(Data extracted from a collection)

--*--

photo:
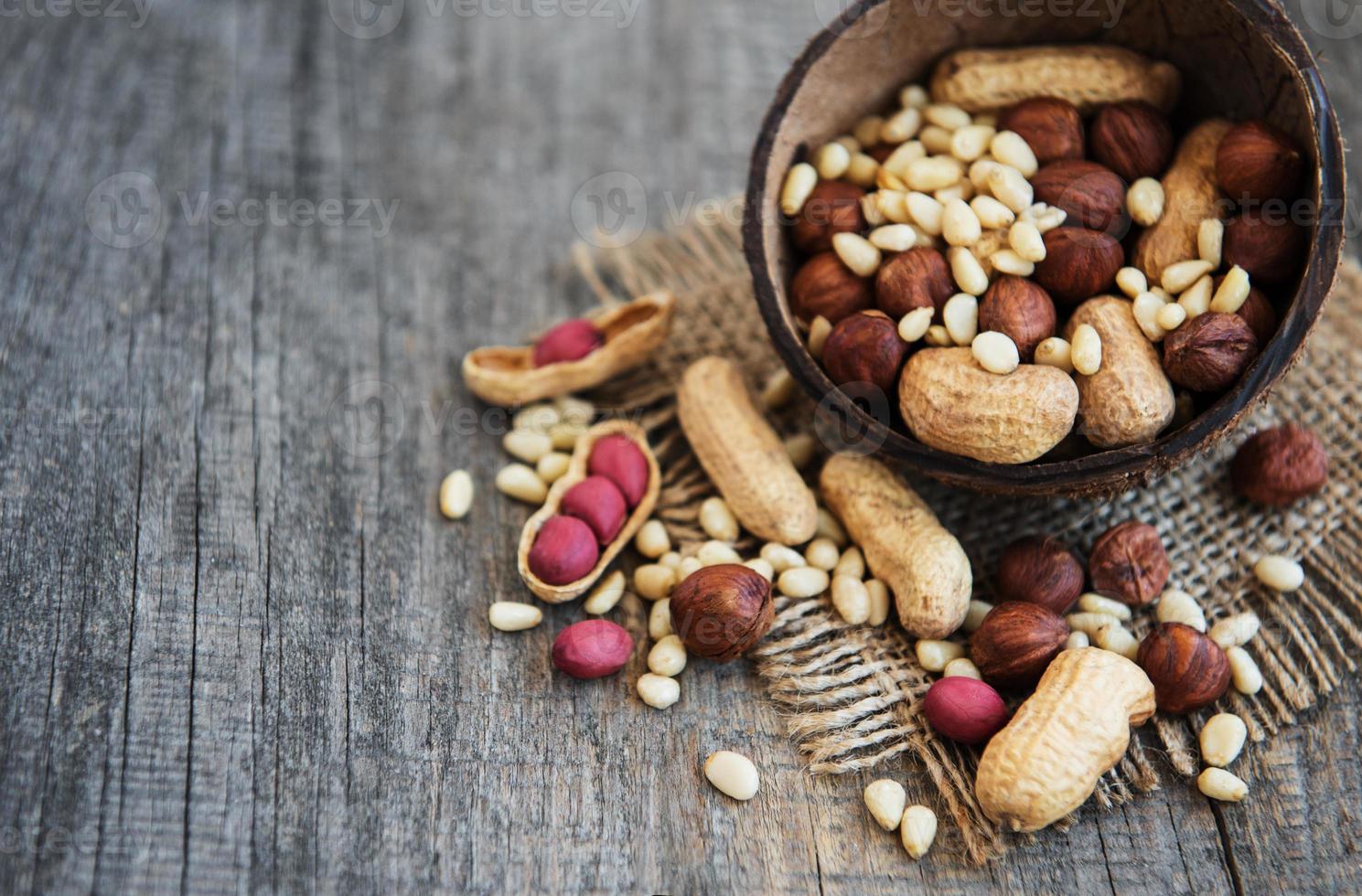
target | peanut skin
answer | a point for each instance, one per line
(1069, 733)
(903, 544)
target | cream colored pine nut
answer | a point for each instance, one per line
(1144, 202)
(994, 352)
(831, 161)
(914, 325)
(917, 831)
(885, 798)
(1196, 300)
(1178, 278)
(1220, 784)
(654, 581)
(456, 495)
(802, 581)
(967, 272)
(1244, 672)
(1132, 281)
(605, 595)
(718, 520)
(935, 656)
(961, 667)
(658, 692)
(799, 184)
(1222, 738)
(819, 333)
(974, 615)
(668, 656)
(1279, 573)
(732, 773)
(1180, 606)
(857, 253)
(1086, 350)
(1010, 149)
(1011, 188)
(1055, 353)
(1092, 603)
(879, 601)
(522, 484)
(782, 557)
(1233, 293)
(1209, 241)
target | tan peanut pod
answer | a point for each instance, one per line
(575, 475)
(1089, 75)
(952, 403)
(1069, 733)
(744, 456)
(1192, 197)
(903, 544)
(1130, 400)
(507, 376)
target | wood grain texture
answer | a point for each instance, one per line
(242, 651)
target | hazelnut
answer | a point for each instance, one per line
(1128, 562)
(1271, 248)
(1053, 128)
(1092, 195)
(826, 288)
(719, 612)
(832, 208)
(865, 347)
(1281, 464)
(1186, 667)
(1256, 162)
(1079, 264)
(1016, 642)
(1132, 138)
(917, 278)
(1022, 311)
(1039, 571)
(1209, 352)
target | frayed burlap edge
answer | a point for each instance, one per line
(853, 692)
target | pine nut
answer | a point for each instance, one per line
(961, 667)
(1055, 352)
(935, 656)
(1180, 606)
(885, 798)
(1086, 350)
(1209, 241)
(1234, 631)
(456, 495)
(733, 775)
(1233, 293)
(802, 581)
(522, 484)
(1244, 672)
(799, 184)
(917, 831)
(850, 600)
(1222, 738)
(507, 615)
(1279, 573)
(668, 656)
(994, 352)
(605, 595)
(1220, 784)
(716, 520)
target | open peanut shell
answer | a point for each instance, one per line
(507, 376)
(575, 475)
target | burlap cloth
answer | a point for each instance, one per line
(852, 693)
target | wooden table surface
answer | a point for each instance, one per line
(241, 650)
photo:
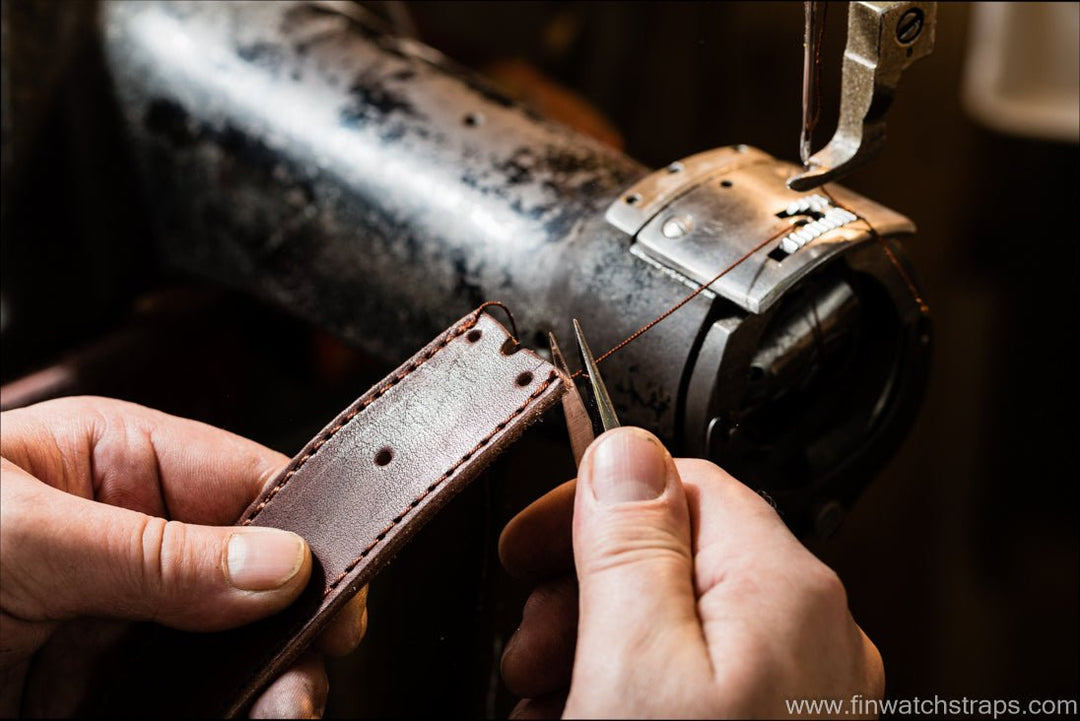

--*--

* Objective:
Please copy out every line of the listing above as it appears, leaving out the pictures.

* Correct result:
photo:
target | peanut skin
answer | a point for each instance, one per line
(1069, 733)
(903, 544)
target | cream colored pine nut
answer | a point for each instance, one per line
(1144, 202)
(994, 352)
(831, 161)
(914, 325)
(917, 831)
(885, 798)
(1196, 300)
(1178, 278)
(1220, 784)
(654, 581)
(456, 495)
(802, 581)
(967, 272)
(1244, 672)
(1132, 281)
(605, 595)
(718, 520)
(935, 656)
(961, 667)
(658, 692)
(799, 184)
(1222, 738)
(819, 333)
(974, 615)
(668, 656)
(1279, 573)
(732, 773)
(1180, 606)
(857, 253)
(1086, 350)
(1010, 149)
(1011, 188)
(1055, 353)
(1092, 603)
(879, 601)
(522, 484)
(782, 557)
(1233, 293)
(1209, 241)
target | tan peanut pod
answer | a point for each instance, one per line
(575, 475)
(1089, 75)
(952, 403)
(1069, 733)
(744, 456)
(1192, 197)
(903, 544)
(1130, 400)
(507, 376)
target | wood grain texture
answer | a point for each instance, one per line
(242, 651)
target | hazelnut
answer | a point for each instance, one per line
(1128, 562)
(1271, 248)
(1053, 128)
(1092, 195)
(826, 288)
(719, 612)
(832, 208)
(865, 347)
(1281, 464)
(1186, 667)
(1256, 162)
(1079, 264)
(1016, 642)
(1132, 138)
(917, 278)
(1022, 311)
(1039, 571)
(1209, 352)
target | frayed burlap edge
answer | a point for each instance, one per line
(853, 692)
target | pine nut
answer | a point for each instance, one per line
(961, 667)
(1055, 352)
(935, 656)
(1180, 606)
(885, 798)
(1086, 350)
(1209, 241)
(1234, 631)
(456, 495)
(733, 775)
(1233, 293)
(802, 581)
(522, 484)
(1244, 672)
(799, 184)
(917, 831)
(850, 600)
(1222, 738)
(507, 615)
(1279, 573)
(668, 656)
(994, 352)
(605, 595)
(1220, 784)
(716, 520)
target | open peanut shell
answer | a point for each instance, one per line
(507, 376)
(575, 475)
target | burlap cloth
answer | a point for each instance, one per line
(852, 693)
target | wooden table surface
answer | a point for each instance, one per line
(241, 650)
photo:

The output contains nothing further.